# Task statement
In the text on speaking with hard-of-hearing people, why is a woman's voice often harder to hear than a man's?

# Text shown
+++++
I understand that people get frustrated with me. And you may think that what you've said "isn't that important anyway", but if it was important enough to say once, it should be important enough to say again.

Please. Don't leave me out. Understand my frustration with hearing and listening. This cochlear implant hearing is really hard. Tell me what you said again. And again, if need be. I want to be a part of the conversation. Really, I do.

For hearing people, here are tips for speaking with someone who is hard-of-hearing: 

--Whenever possible, face the hard-of-hearing person directly, and on the same level. 
--Your speech will be more easily understood when you are not eating, chewing, smoking, etc. 
--Reduce background noises when carrying on conversations -- turn off the radio or TV. 
--Keep your hands away from your face while talking. 
--If it's difficult for a person to understand, find another way of saying the same thing, rather than repeating the original words. Move to a quieter location. 
--Recognize that hard-of-hearing people hear and understand less well when they are tired or ill.
--Do not talk to a hard-of-hearing person from another room. Be sure to get the attention of the person to whom you will speak before you start talking. 
--Speak in a normal fashion without shouting or showing impatience. Speaking too loudly often distorts words more.
--A woman's voice is often harder to hear than a man's, because of its pitch. A woman might try to lower the pitch of her voice when talking to the hard-of-hearing to see if that helps. 
--Speak slowly and clearly. Enunciate your words. Don't mumble.
--If you know from which side the person hears best, talk to that side. 
--It is better to speak directly face-to-face in situations where relatively diffuse lighting is adequate and lights the speaker's face. This allows the hard-of-hearing listener to observe the speaker's facial expressions, as well as lip movements to "speech read". 
--Persons with hearing impairment can also benefit from seating themselves at a table where they can best see all parties (e.g. from the *end* of a rectangular table).
+++++
# Dataset excerpts
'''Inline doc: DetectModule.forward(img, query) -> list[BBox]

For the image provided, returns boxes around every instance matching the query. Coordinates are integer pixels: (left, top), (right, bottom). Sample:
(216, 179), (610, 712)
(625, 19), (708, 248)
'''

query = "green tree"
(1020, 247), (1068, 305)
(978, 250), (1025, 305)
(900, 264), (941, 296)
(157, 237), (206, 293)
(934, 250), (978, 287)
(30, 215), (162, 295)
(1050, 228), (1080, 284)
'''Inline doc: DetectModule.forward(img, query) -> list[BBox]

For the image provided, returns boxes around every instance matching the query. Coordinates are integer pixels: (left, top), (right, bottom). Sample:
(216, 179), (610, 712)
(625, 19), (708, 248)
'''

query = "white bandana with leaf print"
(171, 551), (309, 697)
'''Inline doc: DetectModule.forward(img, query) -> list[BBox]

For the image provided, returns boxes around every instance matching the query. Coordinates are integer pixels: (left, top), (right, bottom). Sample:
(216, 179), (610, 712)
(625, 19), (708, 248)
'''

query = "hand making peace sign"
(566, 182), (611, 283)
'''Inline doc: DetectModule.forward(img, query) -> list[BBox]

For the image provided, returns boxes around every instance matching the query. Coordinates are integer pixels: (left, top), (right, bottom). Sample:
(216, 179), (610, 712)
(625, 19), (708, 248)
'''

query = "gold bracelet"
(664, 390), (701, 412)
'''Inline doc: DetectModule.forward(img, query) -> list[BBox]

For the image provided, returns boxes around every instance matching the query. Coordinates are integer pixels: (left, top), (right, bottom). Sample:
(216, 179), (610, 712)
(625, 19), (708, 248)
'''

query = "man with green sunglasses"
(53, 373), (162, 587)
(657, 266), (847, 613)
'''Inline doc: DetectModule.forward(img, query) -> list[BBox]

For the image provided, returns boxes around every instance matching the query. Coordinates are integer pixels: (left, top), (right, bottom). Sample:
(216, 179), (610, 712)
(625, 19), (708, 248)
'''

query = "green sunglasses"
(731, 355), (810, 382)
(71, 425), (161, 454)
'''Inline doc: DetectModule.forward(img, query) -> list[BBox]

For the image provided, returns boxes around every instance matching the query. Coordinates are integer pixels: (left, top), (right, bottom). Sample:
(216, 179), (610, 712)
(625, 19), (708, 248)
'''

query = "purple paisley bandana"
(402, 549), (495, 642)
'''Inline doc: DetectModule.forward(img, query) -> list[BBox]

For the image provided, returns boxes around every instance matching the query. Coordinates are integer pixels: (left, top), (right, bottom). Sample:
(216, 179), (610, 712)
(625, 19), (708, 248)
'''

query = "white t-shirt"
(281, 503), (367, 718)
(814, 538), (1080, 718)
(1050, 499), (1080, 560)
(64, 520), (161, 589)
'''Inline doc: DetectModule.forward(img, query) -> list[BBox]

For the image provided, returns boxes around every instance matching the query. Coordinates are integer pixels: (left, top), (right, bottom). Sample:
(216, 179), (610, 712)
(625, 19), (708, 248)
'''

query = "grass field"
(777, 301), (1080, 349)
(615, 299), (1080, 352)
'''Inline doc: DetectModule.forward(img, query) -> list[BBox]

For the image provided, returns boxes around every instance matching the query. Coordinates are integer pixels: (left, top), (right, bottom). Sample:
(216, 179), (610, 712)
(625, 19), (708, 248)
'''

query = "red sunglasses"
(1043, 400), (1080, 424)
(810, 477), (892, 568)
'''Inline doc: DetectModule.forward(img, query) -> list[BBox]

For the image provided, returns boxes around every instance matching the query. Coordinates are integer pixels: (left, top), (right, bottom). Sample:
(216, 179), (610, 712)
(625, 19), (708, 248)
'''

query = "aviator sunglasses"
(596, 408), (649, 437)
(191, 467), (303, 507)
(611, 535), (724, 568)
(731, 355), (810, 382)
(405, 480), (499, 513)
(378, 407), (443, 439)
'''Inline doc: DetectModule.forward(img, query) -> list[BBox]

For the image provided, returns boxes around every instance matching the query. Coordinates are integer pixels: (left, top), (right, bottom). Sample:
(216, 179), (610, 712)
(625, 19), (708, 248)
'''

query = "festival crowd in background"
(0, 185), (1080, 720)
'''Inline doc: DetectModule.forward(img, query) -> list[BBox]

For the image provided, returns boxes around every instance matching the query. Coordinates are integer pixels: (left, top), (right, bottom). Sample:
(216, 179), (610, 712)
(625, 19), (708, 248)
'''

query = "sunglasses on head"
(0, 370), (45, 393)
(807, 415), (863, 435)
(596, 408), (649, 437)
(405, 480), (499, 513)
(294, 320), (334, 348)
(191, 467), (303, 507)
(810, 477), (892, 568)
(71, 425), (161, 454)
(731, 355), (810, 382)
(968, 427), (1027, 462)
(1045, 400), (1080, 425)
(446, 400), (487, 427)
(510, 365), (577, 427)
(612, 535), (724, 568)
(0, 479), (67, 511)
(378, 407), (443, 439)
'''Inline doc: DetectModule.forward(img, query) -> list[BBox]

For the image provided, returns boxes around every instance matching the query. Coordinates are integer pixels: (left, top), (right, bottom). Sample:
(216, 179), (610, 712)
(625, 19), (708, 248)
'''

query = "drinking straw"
+++++
# Problem solution
Because of its pitch.